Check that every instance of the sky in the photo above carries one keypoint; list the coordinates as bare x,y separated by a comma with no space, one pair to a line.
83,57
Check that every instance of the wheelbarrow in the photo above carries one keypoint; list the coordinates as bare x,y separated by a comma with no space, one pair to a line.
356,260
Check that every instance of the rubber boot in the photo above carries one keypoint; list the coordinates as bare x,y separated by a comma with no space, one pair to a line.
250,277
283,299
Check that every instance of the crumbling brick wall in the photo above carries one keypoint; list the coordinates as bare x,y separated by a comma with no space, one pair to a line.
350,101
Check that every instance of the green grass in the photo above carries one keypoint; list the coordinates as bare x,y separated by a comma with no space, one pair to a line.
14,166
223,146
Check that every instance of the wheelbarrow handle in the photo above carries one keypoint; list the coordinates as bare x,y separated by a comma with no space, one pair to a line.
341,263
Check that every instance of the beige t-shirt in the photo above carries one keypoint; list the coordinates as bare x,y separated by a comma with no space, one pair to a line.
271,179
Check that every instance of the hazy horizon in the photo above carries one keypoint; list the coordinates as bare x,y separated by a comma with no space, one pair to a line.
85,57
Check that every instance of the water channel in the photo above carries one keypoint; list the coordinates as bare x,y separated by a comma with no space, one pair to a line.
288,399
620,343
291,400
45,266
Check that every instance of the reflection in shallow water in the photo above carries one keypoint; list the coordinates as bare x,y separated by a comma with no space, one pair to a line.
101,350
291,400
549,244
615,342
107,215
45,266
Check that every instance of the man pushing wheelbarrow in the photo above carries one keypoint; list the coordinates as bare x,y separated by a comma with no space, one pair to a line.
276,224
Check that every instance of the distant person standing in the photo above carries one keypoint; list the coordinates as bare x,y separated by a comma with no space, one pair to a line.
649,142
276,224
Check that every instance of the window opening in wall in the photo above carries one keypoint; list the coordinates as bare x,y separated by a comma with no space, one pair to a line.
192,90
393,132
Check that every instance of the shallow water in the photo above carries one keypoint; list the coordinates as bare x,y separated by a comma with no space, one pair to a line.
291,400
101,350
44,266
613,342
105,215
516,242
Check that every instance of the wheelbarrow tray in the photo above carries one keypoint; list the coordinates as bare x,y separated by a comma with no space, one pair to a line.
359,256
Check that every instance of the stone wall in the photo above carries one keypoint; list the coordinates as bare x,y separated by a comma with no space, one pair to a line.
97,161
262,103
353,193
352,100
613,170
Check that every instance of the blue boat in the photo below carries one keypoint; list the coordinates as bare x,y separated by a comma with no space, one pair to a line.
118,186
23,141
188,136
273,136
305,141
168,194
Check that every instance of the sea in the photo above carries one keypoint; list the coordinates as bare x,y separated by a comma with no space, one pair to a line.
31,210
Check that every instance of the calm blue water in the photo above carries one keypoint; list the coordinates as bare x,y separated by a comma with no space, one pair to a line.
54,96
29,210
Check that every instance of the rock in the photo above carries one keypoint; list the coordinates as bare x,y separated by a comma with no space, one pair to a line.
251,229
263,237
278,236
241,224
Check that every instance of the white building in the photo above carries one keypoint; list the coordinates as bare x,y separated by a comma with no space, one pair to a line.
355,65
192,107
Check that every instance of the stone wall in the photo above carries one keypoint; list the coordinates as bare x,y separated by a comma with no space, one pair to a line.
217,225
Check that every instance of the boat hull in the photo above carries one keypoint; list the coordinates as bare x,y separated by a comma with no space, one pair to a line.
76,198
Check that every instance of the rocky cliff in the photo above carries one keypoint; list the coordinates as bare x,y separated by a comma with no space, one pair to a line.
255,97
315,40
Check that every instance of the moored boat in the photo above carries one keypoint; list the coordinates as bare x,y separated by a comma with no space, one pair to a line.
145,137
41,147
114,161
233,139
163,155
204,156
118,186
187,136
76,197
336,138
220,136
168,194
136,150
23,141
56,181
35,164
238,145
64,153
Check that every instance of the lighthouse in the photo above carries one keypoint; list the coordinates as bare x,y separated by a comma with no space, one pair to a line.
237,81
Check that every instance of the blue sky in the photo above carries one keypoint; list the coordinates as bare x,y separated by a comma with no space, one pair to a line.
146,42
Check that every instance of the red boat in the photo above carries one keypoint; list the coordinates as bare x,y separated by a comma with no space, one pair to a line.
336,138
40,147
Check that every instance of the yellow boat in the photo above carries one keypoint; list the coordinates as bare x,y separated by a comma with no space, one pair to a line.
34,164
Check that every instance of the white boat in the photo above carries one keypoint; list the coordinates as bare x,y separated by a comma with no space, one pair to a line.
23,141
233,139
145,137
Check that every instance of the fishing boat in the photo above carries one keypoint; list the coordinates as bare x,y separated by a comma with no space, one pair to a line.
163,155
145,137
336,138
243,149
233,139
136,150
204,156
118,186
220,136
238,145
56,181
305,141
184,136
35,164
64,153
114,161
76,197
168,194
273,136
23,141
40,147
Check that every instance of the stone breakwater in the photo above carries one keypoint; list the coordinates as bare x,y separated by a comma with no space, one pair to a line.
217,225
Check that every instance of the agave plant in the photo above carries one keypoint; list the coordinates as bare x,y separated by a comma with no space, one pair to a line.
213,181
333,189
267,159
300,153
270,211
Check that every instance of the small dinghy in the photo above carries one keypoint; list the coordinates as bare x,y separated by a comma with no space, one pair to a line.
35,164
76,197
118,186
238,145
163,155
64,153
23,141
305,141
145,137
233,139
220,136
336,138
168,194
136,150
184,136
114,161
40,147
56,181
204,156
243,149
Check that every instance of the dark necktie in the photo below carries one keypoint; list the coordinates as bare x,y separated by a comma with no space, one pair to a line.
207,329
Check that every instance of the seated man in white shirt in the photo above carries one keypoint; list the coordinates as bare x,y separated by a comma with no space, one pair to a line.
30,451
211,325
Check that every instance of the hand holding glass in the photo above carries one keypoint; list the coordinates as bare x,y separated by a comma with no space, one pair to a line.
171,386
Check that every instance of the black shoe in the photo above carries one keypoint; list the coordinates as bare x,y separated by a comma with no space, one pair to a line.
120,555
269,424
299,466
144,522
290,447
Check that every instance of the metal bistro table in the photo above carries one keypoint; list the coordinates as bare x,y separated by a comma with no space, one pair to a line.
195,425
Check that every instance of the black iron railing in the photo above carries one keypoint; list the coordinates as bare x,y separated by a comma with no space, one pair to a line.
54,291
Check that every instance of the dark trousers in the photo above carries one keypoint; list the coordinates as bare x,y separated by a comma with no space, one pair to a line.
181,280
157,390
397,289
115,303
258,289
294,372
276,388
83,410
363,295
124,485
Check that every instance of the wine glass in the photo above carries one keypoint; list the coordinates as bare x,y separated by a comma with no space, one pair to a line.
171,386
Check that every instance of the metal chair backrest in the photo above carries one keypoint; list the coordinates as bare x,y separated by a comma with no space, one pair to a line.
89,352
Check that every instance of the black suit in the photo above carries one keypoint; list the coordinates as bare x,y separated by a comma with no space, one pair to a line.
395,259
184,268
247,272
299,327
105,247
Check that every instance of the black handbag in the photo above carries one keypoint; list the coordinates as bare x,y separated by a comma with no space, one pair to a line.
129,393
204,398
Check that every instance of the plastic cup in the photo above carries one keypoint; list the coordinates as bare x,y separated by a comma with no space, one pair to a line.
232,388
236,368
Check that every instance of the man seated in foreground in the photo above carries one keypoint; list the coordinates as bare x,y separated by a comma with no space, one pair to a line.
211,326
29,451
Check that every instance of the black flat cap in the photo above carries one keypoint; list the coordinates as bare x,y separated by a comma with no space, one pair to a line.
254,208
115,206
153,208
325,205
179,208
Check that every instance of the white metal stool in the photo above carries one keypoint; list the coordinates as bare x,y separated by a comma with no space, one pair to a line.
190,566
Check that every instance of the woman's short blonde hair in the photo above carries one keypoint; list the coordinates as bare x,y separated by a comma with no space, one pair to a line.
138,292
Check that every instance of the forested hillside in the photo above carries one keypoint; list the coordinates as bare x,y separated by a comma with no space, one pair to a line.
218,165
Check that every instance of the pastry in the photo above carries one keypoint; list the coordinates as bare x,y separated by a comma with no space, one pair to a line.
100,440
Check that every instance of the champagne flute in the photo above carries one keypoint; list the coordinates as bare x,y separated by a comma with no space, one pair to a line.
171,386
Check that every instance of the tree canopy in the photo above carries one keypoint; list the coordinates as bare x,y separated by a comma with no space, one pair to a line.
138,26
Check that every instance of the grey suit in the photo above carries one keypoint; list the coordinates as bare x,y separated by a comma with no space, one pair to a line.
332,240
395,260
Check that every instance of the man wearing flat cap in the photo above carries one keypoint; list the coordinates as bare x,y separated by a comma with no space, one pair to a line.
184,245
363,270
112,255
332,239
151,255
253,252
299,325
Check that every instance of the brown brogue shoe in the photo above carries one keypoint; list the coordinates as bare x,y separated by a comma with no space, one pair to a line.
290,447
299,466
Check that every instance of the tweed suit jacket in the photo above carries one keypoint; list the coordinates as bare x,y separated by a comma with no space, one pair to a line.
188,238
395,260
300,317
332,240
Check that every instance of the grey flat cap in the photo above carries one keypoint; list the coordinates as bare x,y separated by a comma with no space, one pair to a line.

════════

# [Required action]
Each line from the one with "Check that every instance of the brown" through the end of the entries above must be set down exactly, both end lines included, and no other line may appear.

# [Response below]
Check that every instance of the brown brogue shoe in the photo above carries one keypoint; list the coordinates as bare x,y separated by a comma with no space, one pair to a line.
290,447
299,466
Check that every instance of the tweed suit jacket in the photo above carries one keypoint; list the coordinates as bare x,y separated by a comma with no space, one pair to a line.
188,238
395,260
300,317
332,240
Check that every instance of the grey flat cap in the photo above carries one keypoint; list the coordinates as bare x,y separated by a comma with no space, one pair to a line.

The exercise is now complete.